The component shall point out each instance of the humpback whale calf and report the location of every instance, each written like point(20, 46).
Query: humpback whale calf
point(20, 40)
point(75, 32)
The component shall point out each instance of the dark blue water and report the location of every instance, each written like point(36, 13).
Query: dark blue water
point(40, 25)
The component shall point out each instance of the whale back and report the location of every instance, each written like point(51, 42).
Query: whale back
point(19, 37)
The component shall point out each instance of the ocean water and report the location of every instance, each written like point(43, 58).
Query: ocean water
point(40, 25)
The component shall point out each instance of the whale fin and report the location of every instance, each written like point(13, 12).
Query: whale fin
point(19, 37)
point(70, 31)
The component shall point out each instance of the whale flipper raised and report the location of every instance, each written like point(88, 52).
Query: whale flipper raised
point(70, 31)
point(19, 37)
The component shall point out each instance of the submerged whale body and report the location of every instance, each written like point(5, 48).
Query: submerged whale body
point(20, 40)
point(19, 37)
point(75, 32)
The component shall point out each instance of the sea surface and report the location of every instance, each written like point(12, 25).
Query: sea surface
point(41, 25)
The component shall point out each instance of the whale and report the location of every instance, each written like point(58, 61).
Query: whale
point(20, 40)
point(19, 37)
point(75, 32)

__What you need to do__. Would you please reproduce all of the lines above exactly?

__Exercise answer__.
The component shall point out each instance of the humpback whale calf and report the location of every instance, each written like point(20, 46).
Query: humpback whale calf
point(20, 40)
point(75, 32)
The component shall point out each instance of the dark blue water and report the location of every instance, each written like point(36, 13).
Query: dark blue water
point(40, 25)
The component shall point out each instance of the whale back and report the location of every instance, each written like point(51, 42).
Query: whale back
point(19, 37)
The component shall point out each instance of the ocean water and report the location of every instance, each written like point(43, 58).
Query: ocean water
point(40, 25)
The component shall point out each instance of the whale fin and report the location of every instance, each written like point(13, 12).
Query: whale fin
point(19, 37)
point(70, 31)
The component shall point out each instance of the whale flipper raised and report the location of every instance, each written like point(88, 52).
Query: whale flipper raised
point(70, 31)
point(19, 37)
The component shall point out each instance of the submerged whale body and report the location of every instance, each written like point(5, 48).
Query: submerged whale body
point(20, 40)
point(19, 37)
point(75, 32)
The component shall point out each instance of the sea surface and report the location of every instance, each written like point(12, 25).
Query: sea surface
point(41, 25)
The component shall point out each instance of the whale and report the location of every instance, each written like point(58, 61).
Query: whale
point(20, 40)
point(19, 37)
point(75, 32)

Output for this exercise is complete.